◆ TASK INPUTS:
•••••

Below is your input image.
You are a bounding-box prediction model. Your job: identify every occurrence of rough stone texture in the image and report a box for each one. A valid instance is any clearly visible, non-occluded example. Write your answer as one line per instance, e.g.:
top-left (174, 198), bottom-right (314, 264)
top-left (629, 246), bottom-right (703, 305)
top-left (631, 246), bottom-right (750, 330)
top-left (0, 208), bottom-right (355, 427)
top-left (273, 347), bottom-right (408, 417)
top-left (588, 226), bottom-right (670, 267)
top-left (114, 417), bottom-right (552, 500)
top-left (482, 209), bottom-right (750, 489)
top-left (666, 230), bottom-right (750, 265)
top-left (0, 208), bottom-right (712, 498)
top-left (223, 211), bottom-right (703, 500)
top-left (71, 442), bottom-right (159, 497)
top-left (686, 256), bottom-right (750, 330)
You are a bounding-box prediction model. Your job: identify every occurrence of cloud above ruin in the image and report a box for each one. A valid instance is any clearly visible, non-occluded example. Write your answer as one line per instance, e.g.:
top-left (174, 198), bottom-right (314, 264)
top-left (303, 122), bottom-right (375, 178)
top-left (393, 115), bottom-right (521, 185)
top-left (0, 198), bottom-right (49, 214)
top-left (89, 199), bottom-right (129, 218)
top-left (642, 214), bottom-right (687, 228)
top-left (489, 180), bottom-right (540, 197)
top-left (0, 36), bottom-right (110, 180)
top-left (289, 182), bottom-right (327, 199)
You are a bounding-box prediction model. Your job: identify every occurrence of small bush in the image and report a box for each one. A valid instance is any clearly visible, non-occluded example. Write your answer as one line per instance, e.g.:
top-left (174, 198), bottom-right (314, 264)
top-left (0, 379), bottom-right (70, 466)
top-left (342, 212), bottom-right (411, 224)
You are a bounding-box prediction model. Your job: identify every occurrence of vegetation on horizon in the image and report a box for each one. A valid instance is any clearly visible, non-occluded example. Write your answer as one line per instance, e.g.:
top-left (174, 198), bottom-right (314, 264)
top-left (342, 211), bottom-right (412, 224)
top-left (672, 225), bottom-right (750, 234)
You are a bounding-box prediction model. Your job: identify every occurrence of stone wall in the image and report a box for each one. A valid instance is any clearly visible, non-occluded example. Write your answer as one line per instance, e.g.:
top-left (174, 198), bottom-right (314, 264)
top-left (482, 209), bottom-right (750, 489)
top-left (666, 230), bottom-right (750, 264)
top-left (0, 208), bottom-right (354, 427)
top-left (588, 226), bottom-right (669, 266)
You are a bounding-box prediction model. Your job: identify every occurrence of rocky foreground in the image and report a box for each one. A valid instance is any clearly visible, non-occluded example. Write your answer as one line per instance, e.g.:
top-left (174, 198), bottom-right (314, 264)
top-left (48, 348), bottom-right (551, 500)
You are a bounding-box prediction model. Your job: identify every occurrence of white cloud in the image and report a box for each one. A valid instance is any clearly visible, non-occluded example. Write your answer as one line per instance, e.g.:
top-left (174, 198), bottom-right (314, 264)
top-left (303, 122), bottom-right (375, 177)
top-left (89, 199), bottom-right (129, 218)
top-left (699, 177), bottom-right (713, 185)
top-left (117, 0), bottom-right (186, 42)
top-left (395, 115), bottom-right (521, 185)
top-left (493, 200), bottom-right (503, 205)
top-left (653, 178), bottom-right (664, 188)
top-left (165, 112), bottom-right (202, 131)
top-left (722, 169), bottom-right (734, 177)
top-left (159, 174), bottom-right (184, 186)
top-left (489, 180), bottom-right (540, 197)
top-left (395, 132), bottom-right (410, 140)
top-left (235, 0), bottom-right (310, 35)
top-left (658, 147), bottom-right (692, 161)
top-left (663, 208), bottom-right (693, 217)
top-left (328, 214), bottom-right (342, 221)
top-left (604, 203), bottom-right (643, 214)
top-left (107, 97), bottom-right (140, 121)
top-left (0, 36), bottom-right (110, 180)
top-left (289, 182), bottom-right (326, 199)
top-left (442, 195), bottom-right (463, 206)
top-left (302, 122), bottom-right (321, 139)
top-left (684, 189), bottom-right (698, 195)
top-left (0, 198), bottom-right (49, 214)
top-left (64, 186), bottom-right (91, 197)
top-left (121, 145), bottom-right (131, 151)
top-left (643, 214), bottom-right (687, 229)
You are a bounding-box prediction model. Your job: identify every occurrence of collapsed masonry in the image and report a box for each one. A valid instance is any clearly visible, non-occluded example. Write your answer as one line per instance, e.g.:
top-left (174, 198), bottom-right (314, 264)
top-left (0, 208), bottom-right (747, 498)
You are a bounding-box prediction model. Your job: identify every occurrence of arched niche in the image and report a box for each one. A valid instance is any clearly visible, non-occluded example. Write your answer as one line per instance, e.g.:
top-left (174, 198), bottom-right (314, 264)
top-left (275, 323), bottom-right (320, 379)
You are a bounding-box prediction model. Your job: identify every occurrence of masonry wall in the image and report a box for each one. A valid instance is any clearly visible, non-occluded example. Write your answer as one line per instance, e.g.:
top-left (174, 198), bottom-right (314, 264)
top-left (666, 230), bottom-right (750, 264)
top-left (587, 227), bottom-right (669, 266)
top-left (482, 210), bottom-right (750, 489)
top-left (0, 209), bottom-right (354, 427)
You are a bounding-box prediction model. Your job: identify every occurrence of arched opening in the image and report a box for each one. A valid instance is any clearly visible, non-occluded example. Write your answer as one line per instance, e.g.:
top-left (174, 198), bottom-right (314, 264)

•••••

◆ PROBLEM STATEMENT:
Find each line in the records holding the string "wall" and show it.

◆ RESULT:
You are a bounding-box prediction model. Your job: identify every occurrence of stone wall in the image and report a box for each one. A valid instance is any clearly visible, non-occluded example. Write your answer as one line per instance, e.g.:
You are a bounding-box prediction model. Your job: identify every occurrence of masonry wall in the image and report a box for each one. A valid instance is any clearly visible, non-occluded example. Write your answer as one line per instance, e.g.:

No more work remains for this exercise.